## Goal
Render the rows below as a JSON list of strings, one string per line with blank lines omitted. Include only the lines from the one containing "Where can the bare" through the last row, inclusive.

## Source records
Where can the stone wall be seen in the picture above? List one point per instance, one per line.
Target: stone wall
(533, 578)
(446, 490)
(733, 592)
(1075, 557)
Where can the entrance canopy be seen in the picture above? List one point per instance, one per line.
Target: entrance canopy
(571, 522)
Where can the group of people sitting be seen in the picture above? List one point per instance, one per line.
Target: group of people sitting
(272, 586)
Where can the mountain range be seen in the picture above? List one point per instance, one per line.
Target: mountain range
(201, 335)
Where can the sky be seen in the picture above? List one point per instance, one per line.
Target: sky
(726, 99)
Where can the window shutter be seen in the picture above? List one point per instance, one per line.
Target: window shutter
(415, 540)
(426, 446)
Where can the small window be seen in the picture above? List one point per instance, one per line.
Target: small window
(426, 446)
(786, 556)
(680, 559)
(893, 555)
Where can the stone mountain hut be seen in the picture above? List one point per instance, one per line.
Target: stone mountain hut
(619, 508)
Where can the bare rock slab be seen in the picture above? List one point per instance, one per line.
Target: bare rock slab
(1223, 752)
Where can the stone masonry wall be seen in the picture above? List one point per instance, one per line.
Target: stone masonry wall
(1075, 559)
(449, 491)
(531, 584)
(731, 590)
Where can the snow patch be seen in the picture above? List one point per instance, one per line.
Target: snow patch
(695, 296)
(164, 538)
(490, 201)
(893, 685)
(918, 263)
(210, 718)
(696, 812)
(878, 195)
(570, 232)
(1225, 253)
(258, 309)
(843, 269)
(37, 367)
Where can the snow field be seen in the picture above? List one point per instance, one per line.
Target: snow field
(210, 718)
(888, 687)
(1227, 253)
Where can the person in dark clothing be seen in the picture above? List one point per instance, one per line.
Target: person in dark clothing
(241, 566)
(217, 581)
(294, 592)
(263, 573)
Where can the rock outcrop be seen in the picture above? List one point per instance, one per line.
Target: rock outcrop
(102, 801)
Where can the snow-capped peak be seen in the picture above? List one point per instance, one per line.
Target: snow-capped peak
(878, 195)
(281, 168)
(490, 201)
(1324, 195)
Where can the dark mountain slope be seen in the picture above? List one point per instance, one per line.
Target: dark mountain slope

## Output
[
  "Where can the bare rock slab be seen in the picture above? List one point per instance, one per line.",
  "Target: bare rock slab",
  "(1223, 752)",
  "Where can the stone masonry wall be seen in the picture above? List one point per instance, one per line.",
  "Target: stone masonry wall",
  "(1075, 559)",
  "(449, 491)",
  "(531, 584)",
  "(731, 590)",
  "Where can the snow patch be seen in the picture above? List one point per instance, one per line.",
  "Target: snow patch",
  "(695, 296)",
  "(164, 538)",
  "(490, 201)",
  "(893, 685)",
  "(918, 263)",
  "(210, 718)",
  "(696, 812)",
  "(878, 195)",
  "(570, 232)",
  "(1225, 253)",
  "(258, 309)",
  "(843, 269)",
  "(37, 367)",
  "Where can the snow field be seen in the picture above? List one point per instance, one per line.",
  "Target: snow field",
  "(210, 718)",
  "(888, 687)",
  "(1227, 253)",
  "Where can the person in dark clothing be seen in the picture above? List one point per instance, one per line.",
  "Target: person in dark clothing",
  "(241, 566)",
  "(217, 581)",
  "(294, 592)",
  "(263, 573)",
  "Where can the rock outcrop be seen in the picture above? List one point per instance, one per line.",
  "Target: rock outcrop",
  "(102, 801)",
  "Where can the snow-capped peak be seen in the picture above? List one point per instance, one per line.",
  "Target: snow-capped peak",
  "(878, 195)",
  "(281, 168)",
  "(490, 201)",
  "(1324, 195)",
  "Where can the dark mountain slope be seen in the picture above? List one point per instance, one per line.",
  "Target: dark mountain slope"
]